AIM
Write out all the data again, exactly as it stands.

Records from a data collection
** Start **
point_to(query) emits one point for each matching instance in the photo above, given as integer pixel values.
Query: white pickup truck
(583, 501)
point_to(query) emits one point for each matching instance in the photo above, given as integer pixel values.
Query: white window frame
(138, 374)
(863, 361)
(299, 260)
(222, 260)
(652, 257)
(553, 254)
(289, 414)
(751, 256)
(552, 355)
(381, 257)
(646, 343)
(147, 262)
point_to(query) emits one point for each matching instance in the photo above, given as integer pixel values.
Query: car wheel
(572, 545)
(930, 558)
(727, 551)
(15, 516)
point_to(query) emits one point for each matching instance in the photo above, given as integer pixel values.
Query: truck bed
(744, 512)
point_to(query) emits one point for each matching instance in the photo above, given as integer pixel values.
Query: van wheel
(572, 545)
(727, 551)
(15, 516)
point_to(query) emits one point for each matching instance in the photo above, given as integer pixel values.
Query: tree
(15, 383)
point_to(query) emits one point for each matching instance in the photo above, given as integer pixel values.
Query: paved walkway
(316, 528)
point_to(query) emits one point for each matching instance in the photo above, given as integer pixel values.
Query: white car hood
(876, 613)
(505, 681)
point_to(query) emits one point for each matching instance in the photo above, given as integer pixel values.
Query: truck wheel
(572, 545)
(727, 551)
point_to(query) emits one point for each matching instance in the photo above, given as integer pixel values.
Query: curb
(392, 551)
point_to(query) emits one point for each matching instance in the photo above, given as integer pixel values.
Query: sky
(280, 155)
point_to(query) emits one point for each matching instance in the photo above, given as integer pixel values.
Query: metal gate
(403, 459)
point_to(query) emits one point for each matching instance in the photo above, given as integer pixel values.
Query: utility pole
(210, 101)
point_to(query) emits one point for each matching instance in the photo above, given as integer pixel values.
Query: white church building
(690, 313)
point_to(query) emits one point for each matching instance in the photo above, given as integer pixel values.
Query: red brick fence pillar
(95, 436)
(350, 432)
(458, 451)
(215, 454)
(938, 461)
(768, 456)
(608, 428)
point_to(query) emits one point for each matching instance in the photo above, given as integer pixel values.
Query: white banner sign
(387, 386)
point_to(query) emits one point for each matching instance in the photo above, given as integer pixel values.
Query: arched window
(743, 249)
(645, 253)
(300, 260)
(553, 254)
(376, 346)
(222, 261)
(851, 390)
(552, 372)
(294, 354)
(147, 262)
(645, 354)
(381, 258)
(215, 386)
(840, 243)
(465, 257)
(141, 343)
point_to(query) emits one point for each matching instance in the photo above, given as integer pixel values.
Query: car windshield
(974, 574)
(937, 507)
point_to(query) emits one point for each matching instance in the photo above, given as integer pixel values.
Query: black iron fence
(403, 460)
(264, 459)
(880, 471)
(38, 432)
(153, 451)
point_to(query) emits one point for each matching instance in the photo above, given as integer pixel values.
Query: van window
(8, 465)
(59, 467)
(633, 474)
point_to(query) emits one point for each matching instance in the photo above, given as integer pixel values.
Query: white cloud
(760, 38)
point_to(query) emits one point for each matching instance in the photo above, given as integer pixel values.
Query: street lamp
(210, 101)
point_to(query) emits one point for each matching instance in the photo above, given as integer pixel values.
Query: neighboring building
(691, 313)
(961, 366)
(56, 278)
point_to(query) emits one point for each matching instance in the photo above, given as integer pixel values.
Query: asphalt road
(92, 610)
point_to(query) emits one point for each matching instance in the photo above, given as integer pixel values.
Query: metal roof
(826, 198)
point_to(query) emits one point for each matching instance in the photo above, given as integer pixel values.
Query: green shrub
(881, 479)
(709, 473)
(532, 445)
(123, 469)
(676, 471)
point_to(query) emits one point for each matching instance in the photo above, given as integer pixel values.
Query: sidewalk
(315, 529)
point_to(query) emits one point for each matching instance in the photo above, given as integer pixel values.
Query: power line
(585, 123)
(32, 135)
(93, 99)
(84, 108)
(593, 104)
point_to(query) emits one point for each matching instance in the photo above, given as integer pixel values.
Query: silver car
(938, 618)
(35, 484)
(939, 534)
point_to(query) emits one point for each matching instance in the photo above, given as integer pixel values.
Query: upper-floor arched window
** End **
CORRECT RESPONSE
point_to(query) emits one point for each matching instance in the photo above, given as integer pixel values.
Query: white pickup truck
(583, 501)
point_to(query) emits one point for each matching instance in the photo above, given as integer pixel values.
Query: white window frame
(138, 374)
(863, 361)
(299, 260)
(222, 260)
(652, 257)
(553, 254)
(289, 414)
(751, 256)
(552, 355)
(381, 257)
(646, 343)
(147, 262)
point_to(query) emits one point for each matching instance in the photo above, given as integer pixel values.
Query: car wheel
(572, 545)
(930, 558)
(727, 551)
(15, 516)
point_to(query) emits one point for each matching instance in the photo above, given as integer pixel values.
Query: truck bed
(744, 512)
point_to(query) emits one point for each matching instance in the photo above, given as integer pixel values.
Query: van wheel
(572, 545)
(727, 551)
(15, 516)
point_to(query) emits one point for each matching instance in the photo above, given as integer pixel values.
Query: tree
(15, 383)
point_to(query) emits one point for each matching instance in the photo above, given as integer pixel values.
Query: paved walkway
(316, 528)
point_to(query) emits one point for each matching instance in the photo above, given as integer pixel values.
Query: white car hood
(876, 613)
(505, 681)
point_to(query) emits one point for each matching instance in the photo above, given as integer pixel values.
Query: truck wheel
(572, 545)
(727, 551)
point_to(query) emits one point for each matching instance in the photo above, given as integer pixel values.
Query: curb
(392, 551)
point_to(query) emits one point for each matching instance in the photo above, given as integer pixel values.
Query: sky
(280, 155)
point_to(query) emits one point for each matching instance in the photo above, given as integer pixel values.
Query: metal gate
(403, 459)
point_to(query) emits one point for each matching instance in the photo above, given as integer pixel values.
Query: utility pole
(210, 101)
point_to(query) emits one point for each matching instance in the photo above, given as integer pixel values.
Query: white church building
(690, 313)
point_to(query) emits one point for each matching instance in the photo above, given as integer pixel values.
Query: red brick fence pillar
(95, 436)
(350, 432)
(458, 451)
(215, 454)
(938, 461)
(768, 456)
(608, 428)
point_to(query) emits one point for each matching instance in the photo above, given as integer pixel values.
Query: white banner sign
(387, 386)
point_to(query) emits one point for each matching instance in the photo above, given as integer pixel values.
Query: arched window
(743, 249)
(645, 253)
(300, 260)
(553, 254)
(376, 346)
(222, 261)
(851, 390)
(552, 372)
(294, 354)
(147, 262)
(645, 354)
(381, 258)
(215, 386)
(840, 243)
(465, 257)
(141, 343)
point_to(query) emits one point for each matching instance in the photo above, given as integer pixel values.
Query: car windshield
(974, 574)
(937, 507)
point_to(query) emits one point for each matching instance in the photo above, given as integer pixel values.
Query: black iron fence
(403, 460)
(264, 459)
(880, 471)
(38, 432)
(153, 451)
point_to(query) emits one point for each matching instance in the photo above, given as integer pixel values.
Query: van window
(8, 465)
(59, 467)
(633, 474)
point_to(query) emits one point for each matching instance in the photo above, given as integer pixel values.
Query: white cloud
(760, 38)
point_to(query) emits one point for each matching instance in the photo above, given as integer pixel values.
Query: street lamp
(210, 101)
point_to(query) emits one point for each matching instance in the photo above, given as integer pixel values.
Query: neighboring building
(691, 313)
(961, 366)
(56, 278)
point_to(query) emits one point for each matching instance in the photo above, given as integer pixel values.
Query: asphalt road
(92, 610)
point_to(query) emits one point for each matching instance in the photo above, given as integer pixel values.
Query: metal roof
(826, 198)
point_to(query) emits one point for each matching instance in the photo above, given as integer pixel values.
Query: green shrub
(881, 479)
(709, 473)
(532, 445)
(123, 469)
(676, 471)
point_to(query) emits one point for each matching instance in the photo above, given as integer pixel values.
Query: sidewalk
(315, 529)
point_to(query) emits one point for each matching instance in the photo above, given as integer pixel values.
Query: power line
(585, 123)
(32, 135)
(93, 99)
(84, 108)
(593, 104)
point_to(query) emits one point for each matching instance in the photo above, given as integer pixel values.
Query: silver car
(938, 618)
(35, 484)
(939, 534)
point_to(query) emits one point for each matching instance in the photo above, given as integer pixel values.
Query: upper-floor arched window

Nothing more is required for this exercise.